• _What is needed_
This exercise asks for an exact copy of every entry below, with pictures omitted.

• _Task data_
══════════

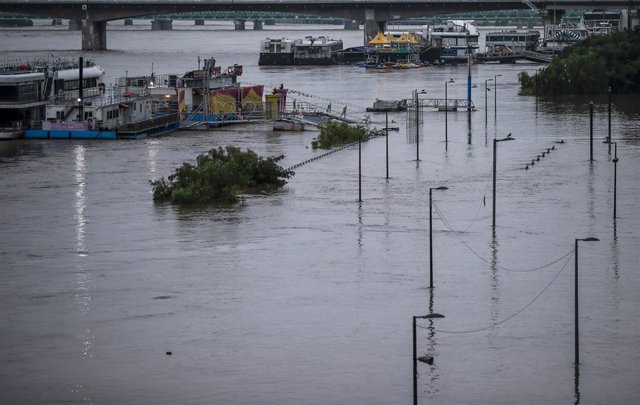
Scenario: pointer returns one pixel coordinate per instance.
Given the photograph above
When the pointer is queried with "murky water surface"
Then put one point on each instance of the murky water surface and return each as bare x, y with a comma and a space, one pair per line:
307, 296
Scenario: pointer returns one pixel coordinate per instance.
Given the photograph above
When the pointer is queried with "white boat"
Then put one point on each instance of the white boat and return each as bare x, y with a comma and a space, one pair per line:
78, 105
451, 42
22, 98
307, 51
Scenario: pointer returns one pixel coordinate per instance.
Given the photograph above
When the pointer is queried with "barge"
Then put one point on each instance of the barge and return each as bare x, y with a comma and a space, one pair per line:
307, 51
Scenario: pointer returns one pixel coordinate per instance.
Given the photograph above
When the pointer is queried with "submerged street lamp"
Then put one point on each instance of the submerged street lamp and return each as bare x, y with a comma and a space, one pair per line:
428, 360
486, 107
495, 144
446, 109
577, 344
495, 96
431, 234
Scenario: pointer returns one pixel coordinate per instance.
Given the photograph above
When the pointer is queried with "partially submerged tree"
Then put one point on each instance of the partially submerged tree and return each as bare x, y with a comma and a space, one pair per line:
338, 134
220, 176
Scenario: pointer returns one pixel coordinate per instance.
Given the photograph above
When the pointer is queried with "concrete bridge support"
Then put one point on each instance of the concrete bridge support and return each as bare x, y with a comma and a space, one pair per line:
371, 25
161, 25
351, 25
633, 18
94, 35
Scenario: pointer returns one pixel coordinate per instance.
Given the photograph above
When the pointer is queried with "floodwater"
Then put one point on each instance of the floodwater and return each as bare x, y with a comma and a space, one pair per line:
307, 296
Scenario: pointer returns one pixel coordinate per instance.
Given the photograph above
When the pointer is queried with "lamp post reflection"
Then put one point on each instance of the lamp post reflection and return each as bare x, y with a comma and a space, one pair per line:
486, 107
424, 359
576, 320
431, 233
495, 144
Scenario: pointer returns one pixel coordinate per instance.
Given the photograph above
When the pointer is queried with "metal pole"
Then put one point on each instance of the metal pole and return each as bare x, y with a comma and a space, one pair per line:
577, 343
615, 179
386, 120
417, 127
485, 102
360, 168
495, 96
415, 365
80, 89
495, 144
591, 131
609, 123
446, 110
430, 241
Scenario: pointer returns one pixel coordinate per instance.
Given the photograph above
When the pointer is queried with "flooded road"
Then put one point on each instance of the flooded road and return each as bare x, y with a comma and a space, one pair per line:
306, 296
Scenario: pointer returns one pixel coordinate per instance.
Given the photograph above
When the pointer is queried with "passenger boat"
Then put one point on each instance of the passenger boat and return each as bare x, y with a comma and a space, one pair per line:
512, 41
451, 42
22, 98
393, 51
79, 106
308, 51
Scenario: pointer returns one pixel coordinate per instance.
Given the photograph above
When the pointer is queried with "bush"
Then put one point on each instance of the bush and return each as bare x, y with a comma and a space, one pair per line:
590, 67
219, 176
338, 134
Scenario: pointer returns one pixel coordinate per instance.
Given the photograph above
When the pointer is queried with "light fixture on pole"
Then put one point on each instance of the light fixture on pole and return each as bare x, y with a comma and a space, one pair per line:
495, 96
415, 356
446, 109
431, 233
577, 342
486, 107
495, 143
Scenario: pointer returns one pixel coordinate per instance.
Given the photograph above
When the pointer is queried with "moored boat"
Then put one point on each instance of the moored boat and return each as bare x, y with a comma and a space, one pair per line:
307, 51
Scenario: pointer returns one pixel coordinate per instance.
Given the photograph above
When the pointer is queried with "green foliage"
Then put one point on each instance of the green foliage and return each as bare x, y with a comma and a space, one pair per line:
590, 67
219, 176
338, 134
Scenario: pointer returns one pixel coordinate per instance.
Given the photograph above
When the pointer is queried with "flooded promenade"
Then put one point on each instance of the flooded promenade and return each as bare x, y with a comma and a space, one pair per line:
307, 296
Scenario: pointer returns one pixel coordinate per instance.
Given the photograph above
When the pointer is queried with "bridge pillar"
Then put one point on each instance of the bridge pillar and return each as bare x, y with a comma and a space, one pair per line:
352, 25
75, 25
633, 18
94, 35
161, 25
371, 25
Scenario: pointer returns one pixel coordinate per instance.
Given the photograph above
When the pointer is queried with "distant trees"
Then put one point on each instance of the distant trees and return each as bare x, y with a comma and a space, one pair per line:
590, 67
219, 176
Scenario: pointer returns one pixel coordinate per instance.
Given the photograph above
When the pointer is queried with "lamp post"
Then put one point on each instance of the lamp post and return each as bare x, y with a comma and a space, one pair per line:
415, 356
417, 99
615, 177
431, 233
591, 131
495, 96
486, 107
446, 110
577, 344
495, 144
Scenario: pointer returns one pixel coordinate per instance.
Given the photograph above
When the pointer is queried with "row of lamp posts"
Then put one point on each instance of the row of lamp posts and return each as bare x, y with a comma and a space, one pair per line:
428, 359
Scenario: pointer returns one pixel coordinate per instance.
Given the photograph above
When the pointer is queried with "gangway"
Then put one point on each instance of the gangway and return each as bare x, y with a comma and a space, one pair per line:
452, 104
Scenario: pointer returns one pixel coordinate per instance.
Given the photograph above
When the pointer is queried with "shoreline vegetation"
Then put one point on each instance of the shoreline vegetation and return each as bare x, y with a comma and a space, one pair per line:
338, 134
220, 176
592, 66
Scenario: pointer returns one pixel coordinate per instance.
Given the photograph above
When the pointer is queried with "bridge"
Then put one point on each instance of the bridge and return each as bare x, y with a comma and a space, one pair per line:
94, 14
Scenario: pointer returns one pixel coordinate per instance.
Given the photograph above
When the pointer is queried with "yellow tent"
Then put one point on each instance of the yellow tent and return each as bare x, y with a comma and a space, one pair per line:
403, 39
379, 39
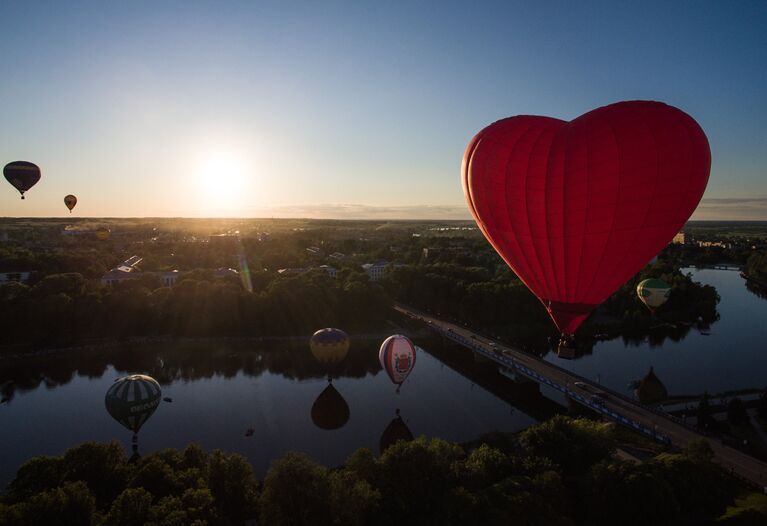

══════════

• _Written response_
Scenario: pointer returns one pixel coordinate per instance.
Given the photograph above
When the pointer is queried with "murky water surface"
Then put one point on each instance of the murky water surface and return each as bare x, y with a comma and a space, one pair per line:
307, 296
Scenario: pointer returns one pixel coordinate per instance.
Given the photograph above
When the pointer is queried with "white boat"
Then put one point on each instance of the white boat and return each as bare x, y with a comma and a space, one pair per line:
78, 105
451, 42
22, 98
307, 51
Scenario: pointer returns one pixel coordinate per instance.
Given the photograph above
When the pointer is queried with "barge"
Then put one point on each instance of the barge and return each as bare x, y with a comma and a space, one pair per line:
307, 51
Scenario: pointer returns one pixel coordinate per instance.
Given the photograph above
When the pointer is queried with "submerged street lamp"
Then put one point on each instance of the submerged street lamp and return each as bare x, y with a comma and a space, one pair per line:
428, 360
486, 107
495, 144
446, 109
577, 344
495, 96
431, 234
Scenario: pointer returns one pixel coordinate per instance.
Given the photograph above
When the pointer is queried with "partially submerged tree"
Then put one point on each instance of the partially submerged tree and return each as bare x, y with a comma and a space, one pair per line:
338, 134
220, 176
Scenario: pointer returns one pixel coordinate per instance.
Given the photograph above
When the pointer is queried with "concrete bridge support"
Then put one point on each instance of the concrete bridge support and return each as bare x, y with a comma and a space, one pair per line:
371, 25
161, 25
351, 25
633, 18
94, 35
Scenario: pointer returns one pixel coordinate per instance.
Given the photograph above
When the pointer is queried with "floodwater"
Then put one point on each instance of the floodwater and return each as bare x, y with a comma and a space, one pair per line:
307, 296
Scenario: pointer returns one pixel coordinate per instance.
Given the photograph above
When the pointer is queried with "lamp post reflection"
Then put one point on each instance of the lamp post reflection and return each as bare x, y with a comma and a space, one pair per line:
486, 107
424, 359
576, 320
431, 233
495, 144
Scenario: pointer returns one pixel coordinate per instance.
Given the photograph above
When the pointer is queried with "metal pole"
Then put one point on each instance of the metal pole and return each as bare x, y with a comma and a space, one pair per line:
577, 343
615, 179
386, 120
417, 127
485, 102
360, 168
495, 96
415, 365
80, 89
495, 144
591, 131
609, 123
446, 110
430, 241
Scenario: pointer returns one pixel coordinate per instance.
Given the photograph above
When the pointer is queried with "flooded road"
Then put one point on each instance of the flooded road and return each as bare x, y with a comma and a space, one pair per line:
306, 296
Scenario: pointer returns one pixel coordinate per instance.
Given the photograph above
When the pointer is queried with "passenger boat"
Then put one point on each instance of the passenger boat and return each as bare x, y with a comma and a space, one pair per line:
512, 41
451, 42
22, 98
393, 51
79, 106
308, 51
Scenario: pointer returns one pixel coordinate per instance.
Given the photograph above
When the pointer is queried with "bush"
Then put one point on each instance of the bush and return each as bare x, y with a comma and a space, one pair per line:
590, 67
219, 176
338, 134
Scenario: pointer returns one pixel coordinate per instance.
Given the photograph above
When the pointer is queried with "light fixture on pole"
Then put one point on each instance of the light fixture on pole and return each as bare x, y with a comma and a space, one pair per line:
495, 96
415, 356
446, 109
431, 233
577, 342
486, 107
495, 143
Scenario: pointer returns one pixel coordinate per instance.
Given the photograph above
When the pointer is queried with "moored boat"
Then put one point on each instance of the moored boat and return each as bare x, y with a comma and a space, one pair per line:
307, 51
Scenario: pointer returns one pixel coordinate per instance.
Given the photograph above
When the pointer is queried with "green foliage"
Then put one point on each instance of the green foliage and return each as bare x, y with a comma and a space, one pair per line:
590, 67
219, 176
338, 134
Scenario: pointer returns one pixel coordinate per instance.
Given the photograph above
When the pointer is queried with "flooded promenade"
Then put one point on each instance of the flooded promenade and return each as bare x, y with a comma and a space, one pair per line:
307, 296
Scenario: pointer returns one pixel coordinate per instance.
Given the photograph above
When the pointer is queried with "bridge pillar"
Then put one point on each instance of the bridge pillar and return each as bare x, y with a comma and a space, one pair per line:
352, 25
75, 25
633, 18
94, 35
161, 25
371, 25
Scenario: pointer returns one pixel coordinate per instance.
Given the photograph above
When the pointer is queried with "distant trees"
Then put one point on each instance of the distant trees and return each as bare x, y with a comma and a space, one pair per line:
590, 67
219, 176
Scenario: pointer returns one pixel coordinate per instance.
Given the photograph above
When the pointer is queried with "lamp post"
Then put one point on each instance of the lamp post and return each as bare x, y with a comma and a space, one pair per line:
415, 356
417, 99
615, 177
431, 233
591, 131
495, 96
486, 107
446, 110
577, 344
495, 144
Scenario: pointer returns one pixel coordinate per instance.
Given the photograph above
When the pointer is queried with "row of lamp posts"
Then put one point on each instance of the row of lamp posts and return each as bare x, y with a comma and a space, one pair per line:
428, 359
Scenario: pointer returns one pixel coordinate per instance.
Given the photograph above
When the pointer is queried with "gangway"
Then put one point on each instance of the gangway and return each as bare x, y with a comma and a space, one pair per line:
452, 104
Scenario: pointer returns one pixel coordinate per instance.
Given the photograph above
When the pointer is queried with "shoreline vegetation"
Then put one point on each instance of the shoreline vegetation and return each as bare x, y with a comma and a space, one pair per line:
338, 134
220, 176
592, 66
Scenario: pointer returns one pixel coordinate per instance.
Given the photograph above
When the pointer is queried with "bridge"
Then put one point on each instance of the bridge and return each as bare x, y with a comma and a space, one pair per line:
94, 14
Scenario: pointer returns one pixel coordinate per instance.
Given the photograph above
When the pointer is queried with "yellow tent"
Then put one point on each instance of the yellow tent and return each as bare x, y with a comma and a space, one pair per line:
403, 39
379, 39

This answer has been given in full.